§ Task requirements: The requested output is every line from the one with "Request query: dark shoe" through the last line below, printed exactly.

§ Exercise materials:
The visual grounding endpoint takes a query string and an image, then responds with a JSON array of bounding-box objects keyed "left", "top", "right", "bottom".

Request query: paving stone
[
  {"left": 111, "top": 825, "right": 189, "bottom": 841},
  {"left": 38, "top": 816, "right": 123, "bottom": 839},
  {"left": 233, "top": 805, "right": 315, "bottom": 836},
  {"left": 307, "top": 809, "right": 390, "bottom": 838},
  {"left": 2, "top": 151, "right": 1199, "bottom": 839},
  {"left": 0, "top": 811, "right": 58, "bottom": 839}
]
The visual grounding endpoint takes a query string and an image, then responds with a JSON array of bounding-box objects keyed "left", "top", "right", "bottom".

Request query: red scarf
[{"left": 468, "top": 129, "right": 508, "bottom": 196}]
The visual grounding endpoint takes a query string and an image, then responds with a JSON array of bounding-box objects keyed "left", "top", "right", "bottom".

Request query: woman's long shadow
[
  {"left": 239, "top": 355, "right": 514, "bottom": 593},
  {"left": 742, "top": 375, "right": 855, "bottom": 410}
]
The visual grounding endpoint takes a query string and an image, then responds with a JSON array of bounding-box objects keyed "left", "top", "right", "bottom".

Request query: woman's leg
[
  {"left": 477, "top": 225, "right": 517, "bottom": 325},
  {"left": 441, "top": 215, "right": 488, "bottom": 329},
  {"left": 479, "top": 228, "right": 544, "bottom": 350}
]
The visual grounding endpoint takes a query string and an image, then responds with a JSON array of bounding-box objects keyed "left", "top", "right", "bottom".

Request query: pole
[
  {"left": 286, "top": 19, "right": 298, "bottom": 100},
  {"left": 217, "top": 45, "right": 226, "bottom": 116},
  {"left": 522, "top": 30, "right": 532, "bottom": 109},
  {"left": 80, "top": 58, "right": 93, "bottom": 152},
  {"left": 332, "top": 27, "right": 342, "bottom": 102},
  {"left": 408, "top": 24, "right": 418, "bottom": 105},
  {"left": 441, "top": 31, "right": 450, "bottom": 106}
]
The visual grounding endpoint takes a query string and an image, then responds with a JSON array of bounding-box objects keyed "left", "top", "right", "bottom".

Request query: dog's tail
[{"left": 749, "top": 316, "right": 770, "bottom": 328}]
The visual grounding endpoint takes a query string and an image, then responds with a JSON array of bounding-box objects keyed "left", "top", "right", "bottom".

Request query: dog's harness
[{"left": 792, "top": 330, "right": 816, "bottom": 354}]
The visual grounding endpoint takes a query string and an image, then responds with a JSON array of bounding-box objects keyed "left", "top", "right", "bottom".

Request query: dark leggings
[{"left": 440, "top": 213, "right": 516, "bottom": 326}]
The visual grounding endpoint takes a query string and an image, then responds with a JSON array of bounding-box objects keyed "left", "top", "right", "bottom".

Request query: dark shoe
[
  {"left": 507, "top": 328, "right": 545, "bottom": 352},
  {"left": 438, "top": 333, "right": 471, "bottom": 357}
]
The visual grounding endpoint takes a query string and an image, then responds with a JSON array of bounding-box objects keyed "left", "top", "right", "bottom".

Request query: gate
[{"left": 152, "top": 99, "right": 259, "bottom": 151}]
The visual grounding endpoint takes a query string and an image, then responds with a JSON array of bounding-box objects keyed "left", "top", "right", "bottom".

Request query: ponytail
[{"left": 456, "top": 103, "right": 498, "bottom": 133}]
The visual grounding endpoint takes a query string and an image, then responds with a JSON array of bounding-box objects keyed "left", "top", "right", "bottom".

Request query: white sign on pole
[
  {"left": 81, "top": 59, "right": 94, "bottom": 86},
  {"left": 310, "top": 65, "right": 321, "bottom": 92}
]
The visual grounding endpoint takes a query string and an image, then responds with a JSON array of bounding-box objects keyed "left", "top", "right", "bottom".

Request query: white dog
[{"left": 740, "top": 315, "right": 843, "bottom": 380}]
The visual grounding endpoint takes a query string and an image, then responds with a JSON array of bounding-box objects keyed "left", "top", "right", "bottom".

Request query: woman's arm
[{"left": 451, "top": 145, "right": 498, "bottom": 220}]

§ The answer:
Request query: dark shoe
[
  {"left": 507, "top": 328, "right": 545, "bottom": 352},
  {"left": 438, "top": 333, "right": 471, "bottom": 357}
]
The visual grounding endpoint takes a query string and an image, then responds with a JSON array of bounding-box objects keyed "left", "top", "right", "bottom".

Request query: gate
[{"left": 152, "top": 99, "right": 259, "bottom": 151}]
The visual grounding endpoint takes a query string and an image, then responds with a JSON array of bounding-box objects keyed "left", "top", "right", "bottom".

Request query: ponytail
[{"left": 456, "top": 103, "right": 498, "bottom": 133}]
The visual grounding endpoint takes a query string and an image, then responds with a JSON array of bounding-box objects keyed "left", "top", "right", "bottom".

Request query: white sign on pole
[
  {"left": 81, "top": 59, "right": 94, "bottom": 86},
  {"left": 310, "top": 65, "right": 321, "bottom": 92}
]
The visual grounding endpoint takes a query string and an image, then responds with a JSON array of bounding-box objects keyed "left", "top", "right", "bottom".

Request query: white dog
[{"left": 740, "top": 315, "right": 843, "bottom": 380}]
The visual grounding endpoint takes a query string and an image, then responds with a JSON array of bounding-box objects keyed "left", "top", "right", "bottom".

Request query: woman's arm
[{"left": 451, "top": 145, "right": 498, "bottom": 220}]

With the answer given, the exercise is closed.